* [WHAT THE TASK ASKS]
Leave out every picture and restate word for word the lines from the one with "of the marble" to the final line.

* [RECORDS FOR THE EXERCISE]

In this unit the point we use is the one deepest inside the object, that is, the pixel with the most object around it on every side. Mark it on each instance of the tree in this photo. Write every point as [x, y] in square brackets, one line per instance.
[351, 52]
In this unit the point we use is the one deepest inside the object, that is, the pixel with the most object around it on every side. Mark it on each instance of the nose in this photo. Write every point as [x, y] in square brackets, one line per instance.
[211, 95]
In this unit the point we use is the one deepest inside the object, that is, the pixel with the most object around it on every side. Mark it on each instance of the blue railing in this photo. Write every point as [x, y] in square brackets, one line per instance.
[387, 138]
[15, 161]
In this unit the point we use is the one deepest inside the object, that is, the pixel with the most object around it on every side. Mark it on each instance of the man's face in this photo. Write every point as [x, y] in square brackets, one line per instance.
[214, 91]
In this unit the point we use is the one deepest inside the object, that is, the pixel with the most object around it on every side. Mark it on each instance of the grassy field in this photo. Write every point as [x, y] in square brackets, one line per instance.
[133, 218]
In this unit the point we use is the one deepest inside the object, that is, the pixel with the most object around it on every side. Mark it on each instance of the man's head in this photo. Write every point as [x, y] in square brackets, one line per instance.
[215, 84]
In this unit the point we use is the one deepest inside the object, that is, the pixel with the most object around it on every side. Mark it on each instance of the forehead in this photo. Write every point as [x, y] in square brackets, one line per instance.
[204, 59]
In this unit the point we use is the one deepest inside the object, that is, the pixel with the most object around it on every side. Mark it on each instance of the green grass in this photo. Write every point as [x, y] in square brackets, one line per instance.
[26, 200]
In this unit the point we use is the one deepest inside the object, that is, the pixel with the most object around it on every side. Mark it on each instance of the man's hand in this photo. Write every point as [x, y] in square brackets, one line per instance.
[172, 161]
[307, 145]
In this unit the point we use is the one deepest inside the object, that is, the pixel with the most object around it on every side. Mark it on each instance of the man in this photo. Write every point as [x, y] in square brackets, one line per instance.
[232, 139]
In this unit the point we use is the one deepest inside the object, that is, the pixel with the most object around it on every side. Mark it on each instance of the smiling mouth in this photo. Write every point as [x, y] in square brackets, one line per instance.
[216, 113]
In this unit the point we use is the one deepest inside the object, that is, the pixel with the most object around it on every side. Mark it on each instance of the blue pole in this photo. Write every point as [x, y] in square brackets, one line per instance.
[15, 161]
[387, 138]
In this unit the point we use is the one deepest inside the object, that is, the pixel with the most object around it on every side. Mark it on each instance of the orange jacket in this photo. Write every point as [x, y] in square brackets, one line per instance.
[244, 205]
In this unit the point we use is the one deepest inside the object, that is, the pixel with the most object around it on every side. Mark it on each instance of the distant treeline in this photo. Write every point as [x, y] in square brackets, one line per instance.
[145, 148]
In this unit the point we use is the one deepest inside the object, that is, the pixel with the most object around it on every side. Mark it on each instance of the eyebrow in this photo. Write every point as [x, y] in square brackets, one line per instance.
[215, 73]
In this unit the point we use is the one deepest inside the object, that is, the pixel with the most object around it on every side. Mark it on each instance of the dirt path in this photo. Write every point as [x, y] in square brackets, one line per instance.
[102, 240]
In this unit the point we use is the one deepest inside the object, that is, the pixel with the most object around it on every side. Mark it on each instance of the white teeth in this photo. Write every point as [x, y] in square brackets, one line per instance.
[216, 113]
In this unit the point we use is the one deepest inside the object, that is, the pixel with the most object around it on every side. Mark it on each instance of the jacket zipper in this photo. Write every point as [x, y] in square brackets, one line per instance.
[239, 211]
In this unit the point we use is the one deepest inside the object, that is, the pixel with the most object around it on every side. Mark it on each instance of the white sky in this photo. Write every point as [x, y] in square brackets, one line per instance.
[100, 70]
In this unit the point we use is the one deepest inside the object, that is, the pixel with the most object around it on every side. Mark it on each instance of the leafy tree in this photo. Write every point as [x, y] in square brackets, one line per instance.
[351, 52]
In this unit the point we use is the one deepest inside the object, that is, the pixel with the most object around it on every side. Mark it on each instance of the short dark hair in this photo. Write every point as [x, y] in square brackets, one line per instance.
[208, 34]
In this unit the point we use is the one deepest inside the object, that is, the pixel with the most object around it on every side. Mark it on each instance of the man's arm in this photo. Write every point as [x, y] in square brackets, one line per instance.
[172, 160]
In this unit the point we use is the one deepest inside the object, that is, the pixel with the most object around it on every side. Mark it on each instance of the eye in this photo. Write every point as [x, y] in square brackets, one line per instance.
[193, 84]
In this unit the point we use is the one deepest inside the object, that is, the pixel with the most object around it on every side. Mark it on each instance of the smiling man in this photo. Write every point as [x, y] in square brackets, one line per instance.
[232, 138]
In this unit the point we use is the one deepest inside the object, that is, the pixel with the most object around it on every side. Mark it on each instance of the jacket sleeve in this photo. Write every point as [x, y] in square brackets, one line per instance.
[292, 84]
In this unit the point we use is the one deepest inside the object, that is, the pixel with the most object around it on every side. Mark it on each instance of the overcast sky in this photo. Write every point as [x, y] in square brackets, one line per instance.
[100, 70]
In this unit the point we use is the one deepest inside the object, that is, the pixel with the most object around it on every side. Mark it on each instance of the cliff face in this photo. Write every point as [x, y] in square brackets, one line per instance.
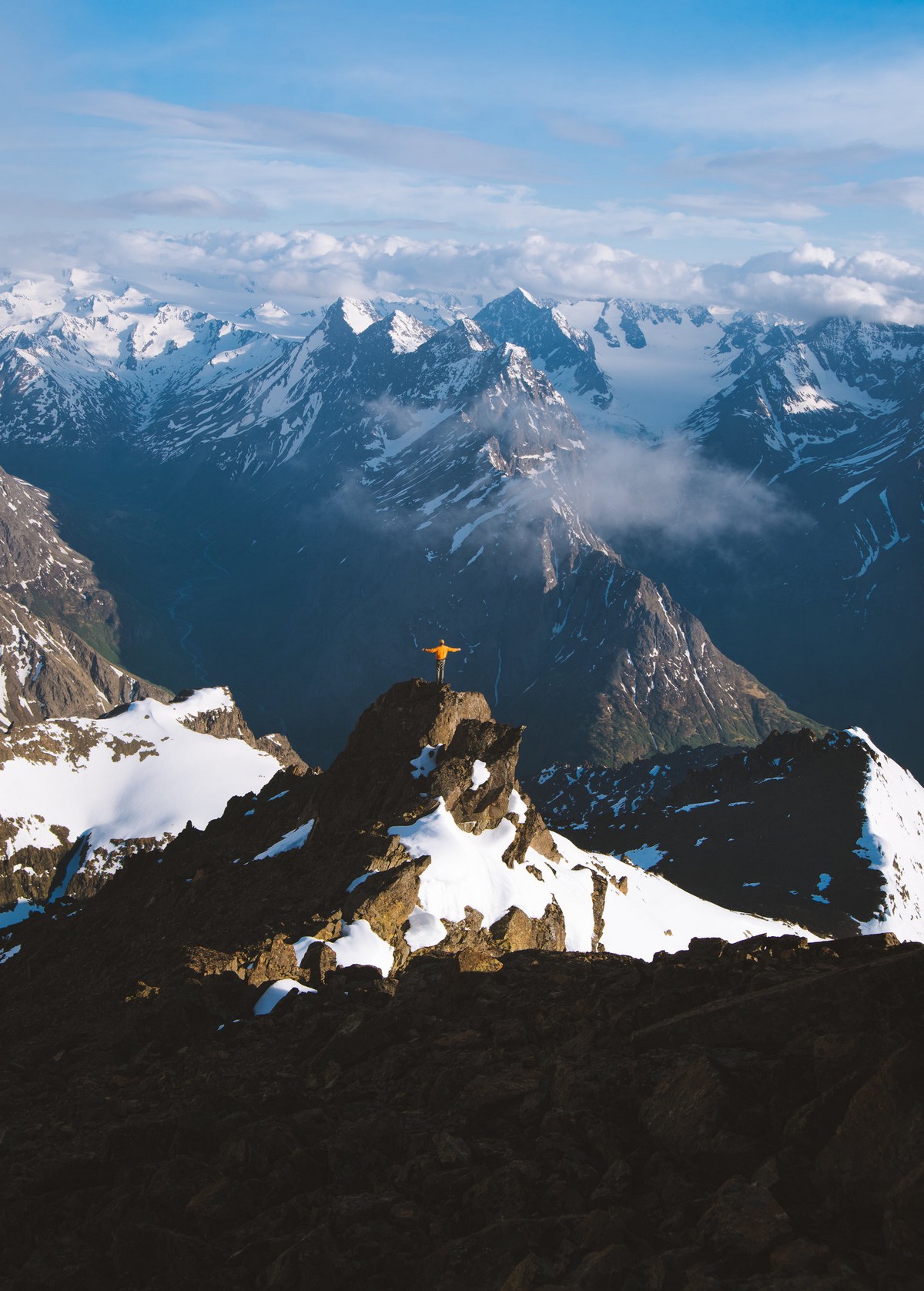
[80, 797]
[59, 627]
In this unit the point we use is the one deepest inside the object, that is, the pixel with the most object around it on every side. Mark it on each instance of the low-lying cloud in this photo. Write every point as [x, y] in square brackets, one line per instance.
[673, 493]
[303, 266]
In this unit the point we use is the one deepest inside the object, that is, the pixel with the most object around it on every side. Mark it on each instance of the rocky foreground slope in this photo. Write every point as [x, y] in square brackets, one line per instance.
[729, 1119]
[206, 1081]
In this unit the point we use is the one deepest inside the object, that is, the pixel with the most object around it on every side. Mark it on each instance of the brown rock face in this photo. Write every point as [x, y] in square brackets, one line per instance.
[416, 744]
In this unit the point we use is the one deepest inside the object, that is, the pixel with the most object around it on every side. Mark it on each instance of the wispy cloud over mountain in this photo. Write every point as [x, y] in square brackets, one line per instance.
[805, 283]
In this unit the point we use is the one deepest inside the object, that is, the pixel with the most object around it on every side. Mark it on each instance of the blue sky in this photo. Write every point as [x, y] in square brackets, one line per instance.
[653, 141]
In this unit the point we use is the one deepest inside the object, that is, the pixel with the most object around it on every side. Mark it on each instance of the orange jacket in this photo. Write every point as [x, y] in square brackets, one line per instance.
[442, 651]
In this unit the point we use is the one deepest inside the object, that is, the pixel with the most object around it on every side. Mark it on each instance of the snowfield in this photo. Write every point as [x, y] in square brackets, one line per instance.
[141, 774]
[893, 842]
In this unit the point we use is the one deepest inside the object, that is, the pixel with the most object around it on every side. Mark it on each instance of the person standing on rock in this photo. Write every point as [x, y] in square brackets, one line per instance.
[440, 652]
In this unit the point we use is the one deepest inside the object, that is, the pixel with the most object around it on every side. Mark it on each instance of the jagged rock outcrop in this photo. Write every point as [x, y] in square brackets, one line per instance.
[731, 1119]
[417, 841]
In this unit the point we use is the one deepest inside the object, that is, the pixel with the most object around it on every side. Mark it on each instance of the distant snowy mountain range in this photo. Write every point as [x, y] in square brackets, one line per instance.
[346, 483]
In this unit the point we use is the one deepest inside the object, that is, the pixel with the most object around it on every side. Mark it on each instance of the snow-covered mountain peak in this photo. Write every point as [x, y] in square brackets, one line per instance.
[407, 332]
[357, 314]
[266, 313]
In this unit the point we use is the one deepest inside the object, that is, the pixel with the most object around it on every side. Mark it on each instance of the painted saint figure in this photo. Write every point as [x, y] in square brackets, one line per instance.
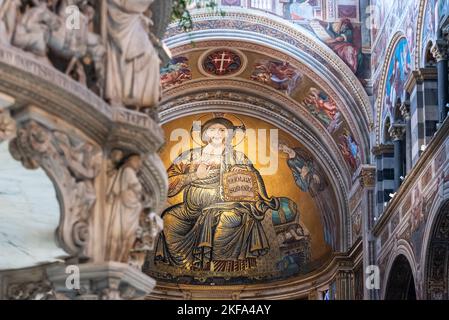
[206, 232]
[342, 43]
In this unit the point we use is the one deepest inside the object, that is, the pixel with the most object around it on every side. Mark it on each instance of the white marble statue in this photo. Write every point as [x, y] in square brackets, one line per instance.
[123, 210]
[8, 16]
[132, 77]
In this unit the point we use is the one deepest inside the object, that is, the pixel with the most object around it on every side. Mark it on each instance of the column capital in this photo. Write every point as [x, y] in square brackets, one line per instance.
[367, 176]
[440, 50]
[405, 110]
[397, 131]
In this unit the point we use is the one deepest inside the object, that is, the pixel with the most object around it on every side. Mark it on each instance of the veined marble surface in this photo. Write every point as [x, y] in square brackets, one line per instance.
[29, 215]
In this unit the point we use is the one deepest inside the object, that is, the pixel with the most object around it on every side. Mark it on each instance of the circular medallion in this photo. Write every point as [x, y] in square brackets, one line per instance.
[222, 62]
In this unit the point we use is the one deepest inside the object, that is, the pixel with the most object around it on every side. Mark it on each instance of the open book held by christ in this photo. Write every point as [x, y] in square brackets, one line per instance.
[240, 186]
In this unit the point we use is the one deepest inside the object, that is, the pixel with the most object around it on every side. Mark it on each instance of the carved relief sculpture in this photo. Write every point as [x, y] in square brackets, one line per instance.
[76, 164]
[123, 208]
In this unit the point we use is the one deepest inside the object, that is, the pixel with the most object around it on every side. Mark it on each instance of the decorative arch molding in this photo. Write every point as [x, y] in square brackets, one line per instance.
[420, 46]
[402, 249]
[379, 104]
[256, 94]
[288, 39]
[439, 208]
[296, 127]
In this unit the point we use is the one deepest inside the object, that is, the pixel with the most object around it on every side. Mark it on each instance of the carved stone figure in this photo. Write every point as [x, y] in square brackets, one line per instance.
[8, 16]
[34, 30]
[7, 126]
[124, 207]
[41, 29]
[31, 291]
[74, 164]
[132, 77]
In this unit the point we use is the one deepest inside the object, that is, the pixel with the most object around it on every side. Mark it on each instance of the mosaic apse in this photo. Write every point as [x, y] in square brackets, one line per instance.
[244, 204]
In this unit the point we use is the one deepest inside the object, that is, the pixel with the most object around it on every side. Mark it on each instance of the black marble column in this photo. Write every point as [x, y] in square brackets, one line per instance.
[397, 132]
[405, 111]
[440, 52]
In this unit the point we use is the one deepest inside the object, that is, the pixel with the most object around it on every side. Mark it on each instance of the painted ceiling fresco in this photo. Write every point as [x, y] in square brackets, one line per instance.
[278, 75]
[244, 204]
[399, 68]
[401, 18]
[336, 23]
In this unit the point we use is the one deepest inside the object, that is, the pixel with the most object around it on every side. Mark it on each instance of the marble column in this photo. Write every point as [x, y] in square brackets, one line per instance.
[440, 52]
[397, 132]
[367, 180]
[405, 112]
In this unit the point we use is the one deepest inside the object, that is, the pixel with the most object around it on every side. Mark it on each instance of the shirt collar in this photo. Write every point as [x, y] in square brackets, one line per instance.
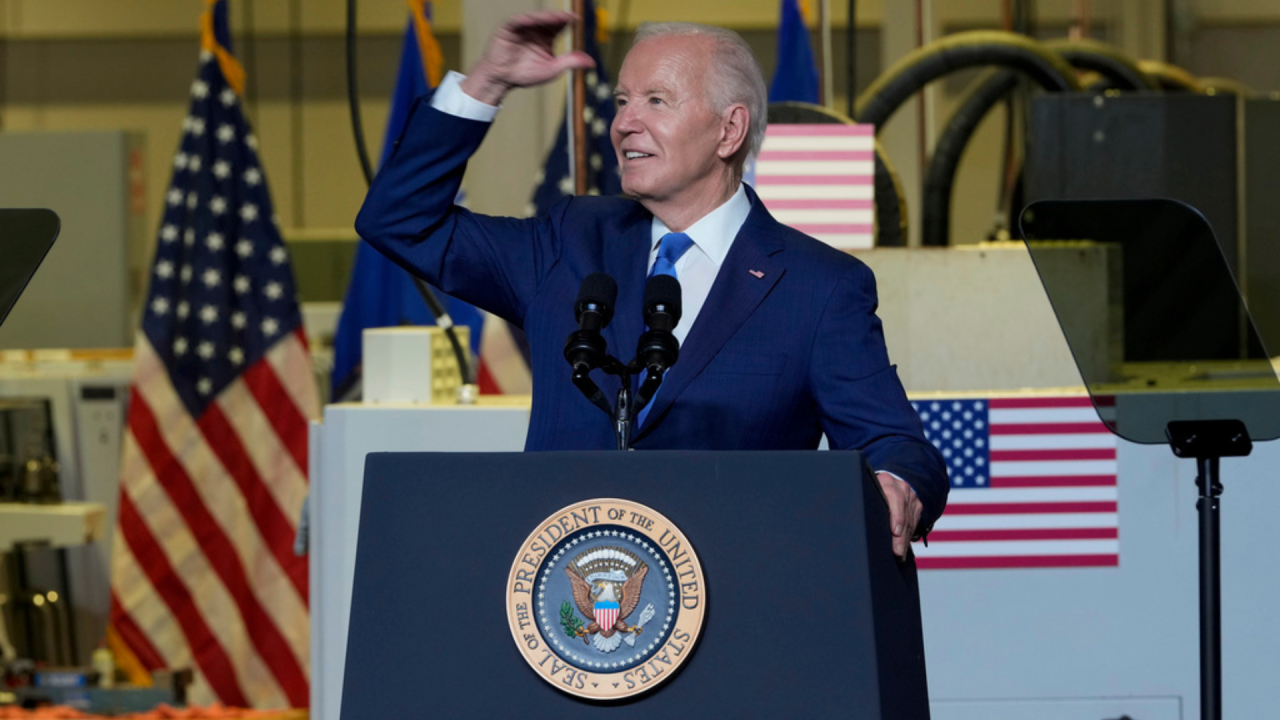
[716, 231]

* [SOLUTION FOR THIS EXERCISE]
In this unit the point we use is the one deepest inside the object, that is, the pixel with the most object around it on every side. Mark it on each instance of the marble column in this photo. Write every point as [x, y] in square brackets, one line per instance.
[440, 52]
[397, 132]
[367, 180]
[405, 112]
In this unit the point we use is the one deepest inside the object, that is, the pixel with the most object around it on every side. Mark it on each instance of the shirt collar in this photo. Write every point as [x, y] in square brackets, one line per instance.
[716, 231]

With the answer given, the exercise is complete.